The tasks:
a) Pull out the passage of the Southern Africa rainfall article from "In its latest" to "Madagascar last week.", word for word.
b) Carry on the article about heat and poor rainfall in Southern Africa from the point where it stops.
[START OF Source text]
The Famine Early Warning Systems Network (FEWSNET) says the abnormally high temperatures experienced over Southern Africa since mid-December have increased evapotranspiration*, increasing the surface area experiencing moisture stress.
In its latest Weather Hazards Bulletin for the period 19 January to 28 January, FEWSNET said the combination of intense heat and poor rainfall has worsened ground moisture conditions.
“Although a slight increase in rainfall was recorded in portions of South Africa and central Mozambique compared to the previous week, light rainfall totals of plus or minus 25 mm were widespread in the dry regions of Namibia, Botswana, Zimbabwe, southern Zambia, and western Madagascar last week.
“An analysis of percent of normal rainfall anomalies indicate positive anomalies developing over Tanzania, northern Malawi and northern Mozambique, as well as significant negative anomalies developing much of Zambia, western Mozambique, the Zambezi region in Namibia, Botswana, Zimbabwe and South Africa since mid-December,” FEWSNET said.
[END OF Source text]
[START OF Collected material]
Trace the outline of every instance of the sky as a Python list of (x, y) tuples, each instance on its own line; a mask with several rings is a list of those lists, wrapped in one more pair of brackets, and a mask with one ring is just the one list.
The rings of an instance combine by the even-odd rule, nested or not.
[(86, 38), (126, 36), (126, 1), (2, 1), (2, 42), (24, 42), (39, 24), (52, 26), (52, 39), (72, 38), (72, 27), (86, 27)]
[END OF Collected material]
Task responses:
a)
In its latest Weather Hazards Bulletin for the period 19 January to 28 January, FEWSNET said the combination of intense heat and poor rainfall has worsened ground moisture conditions.
“Although a slight increase in rainfall was recorded in portions of South Africa and central Mozambique compared to the previous week, light rainfall totals of plus or minus 25 mm were widespread in the dry regions of Namibia, Botswana, Zimbabwe, southern Zambia, and western Madagascar last week.

b)
The assessment noted that this negative rainfall trend is likely to worsen, with no significant rains until the end of January being a strong possibility. The organisation said the mid-season dry spell is impacting negatively on the longer term seasonal moisture conditions. Halfway into the 2017/’18 farming season, Southern Africa has received below-average rains.
“Although there remains time for moisture recovery due to the length of the monsoon, continuation of below average rainfall in January is likely. Next week, models suggest little relief for southern Africa, with above average temperatures and below average rainfall forecast,” FEWSNET said.
*Evapotranspiration is the sum of evaporation and plant transpiration from the Earth’s land and ocean surface to the atmosphere. (Wikipedia)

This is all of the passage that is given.